[Data records]
== Segment start ==
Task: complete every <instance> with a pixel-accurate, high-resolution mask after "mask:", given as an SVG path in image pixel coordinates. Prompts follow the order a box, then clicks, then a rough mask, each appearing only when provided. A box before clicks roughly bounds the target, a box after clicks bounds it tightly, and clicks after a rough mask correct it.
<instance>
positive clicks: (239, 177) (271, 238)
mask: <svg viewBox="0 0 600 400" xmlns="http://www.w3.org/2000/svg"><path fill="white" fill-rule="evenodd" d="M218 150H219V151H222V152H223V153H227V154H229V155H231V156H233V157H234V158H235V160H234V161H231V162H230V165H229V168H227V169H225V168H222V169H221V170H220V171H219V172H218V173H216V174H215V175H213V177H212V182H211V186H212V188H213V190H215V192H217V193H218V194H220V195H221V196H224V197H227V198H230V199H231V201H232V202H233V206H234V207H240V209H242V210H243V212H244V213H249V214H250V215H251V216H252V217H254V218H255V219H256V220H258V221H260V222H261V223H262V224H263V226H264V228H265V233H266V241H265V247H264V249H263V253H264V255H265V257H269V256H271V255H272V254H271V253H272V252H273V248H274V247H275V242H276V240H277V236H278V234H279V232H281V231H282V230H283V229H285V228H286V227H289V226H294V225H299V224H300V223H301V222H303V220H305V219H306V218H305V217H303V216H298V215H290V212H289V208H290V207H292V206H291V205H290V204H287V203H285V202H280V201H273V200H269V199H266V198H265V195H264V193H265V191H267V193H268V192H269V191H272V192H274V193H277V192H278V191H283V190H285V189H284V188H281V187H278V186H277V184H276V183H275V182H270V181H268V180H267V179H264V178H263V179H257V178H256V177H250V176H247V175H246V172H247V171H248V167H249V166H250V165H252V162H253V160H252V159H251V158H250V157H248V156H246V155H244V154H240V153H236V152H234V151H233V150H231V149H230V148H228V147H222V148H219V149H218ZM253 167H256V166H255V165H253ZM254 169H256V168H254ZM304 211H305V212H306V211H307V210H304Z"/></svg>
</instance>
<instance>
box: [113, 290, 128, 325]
== Segment end ==
→ Assignment
Copy the data above. Keep each line exact.

→ Exercise output
Task: complete every <instance> with a pixel-accurate, high-resolution mask after "mask:", given as an SVG path in image pixel coordinates. Prompts follow the order a box, then clicks, then a rough mask, each appearing only when provided. A box before clicks roughly bounds the target, a box after clicks bounds it tightly, and clicks after a rough mask correct it.
<instance>
positive clicks: (239, 177) (271, 238)
mask: <svg viewBox="0 0 600 400" xmlns="http://www.w3.org/2000/svg"><path fill="white" fill-rule="evenodd" d="M218 150H219V151H222V152H223V153H227V154H229V155H231V156H233V157H234V158H235V160H234V161H231V162H230V165H229V168H227V169H225V168H222V169H221V170H220V171H219V172H218V173H216V174H215V175H213V177H212V182H211V186H212V188H213V190H215V192H217V193H218V194H220V195H221V196H224V197H227V198H230V199H231V201H232V202H233V206H234V207H240V209H242V210H243V212H244V213H249V214H250V215H251V216H252V217H254V218H255V219H256V220H258V221H260V222H261V223H262V224H263V226H264V228H265V233H266V241H265V247H264V249H263V253H264V255H265V257H269V256H271V255H272V254H271V253H272V252H273V248H274V247H275V242H276V240H277V236H278V234H279V232H281V231H282V230H283V229H285V228H286V227H289V226H294V225H299V224H300V223H301V222H303V220H305V219H306V218H305V217H303V216H298V215H290V212H289V208H290V207H292V206H291V205H290V204H287V203H285V202H280V201H273V200H269V199H266V198H265V195H264V193H265V191H267V193H268V192H269V191H272V192H274V193H277V192H278V191H283V190H285V189H284V188H281V187H278V186H277V184H276V183H275V182H270V181H268V180H267V179H264V178H263V179H257V178H256V177H250V176H247V175H246V172H247V171H248V167H249V166H250V165H252V162H253V160H252V159H251V158H250V157H248V156H246V155H244V154H240V153H236V152H234V151H233V150H231V149H230V148H228V147H222V148H219V149H218ZM253 167H256V166H255V165H253ZM254 169H256V168H254ZM304 211H305V212H306V211H307V210H304Z"/></svg>
</instance>
<instance>
box: [113, 290, 128, 325]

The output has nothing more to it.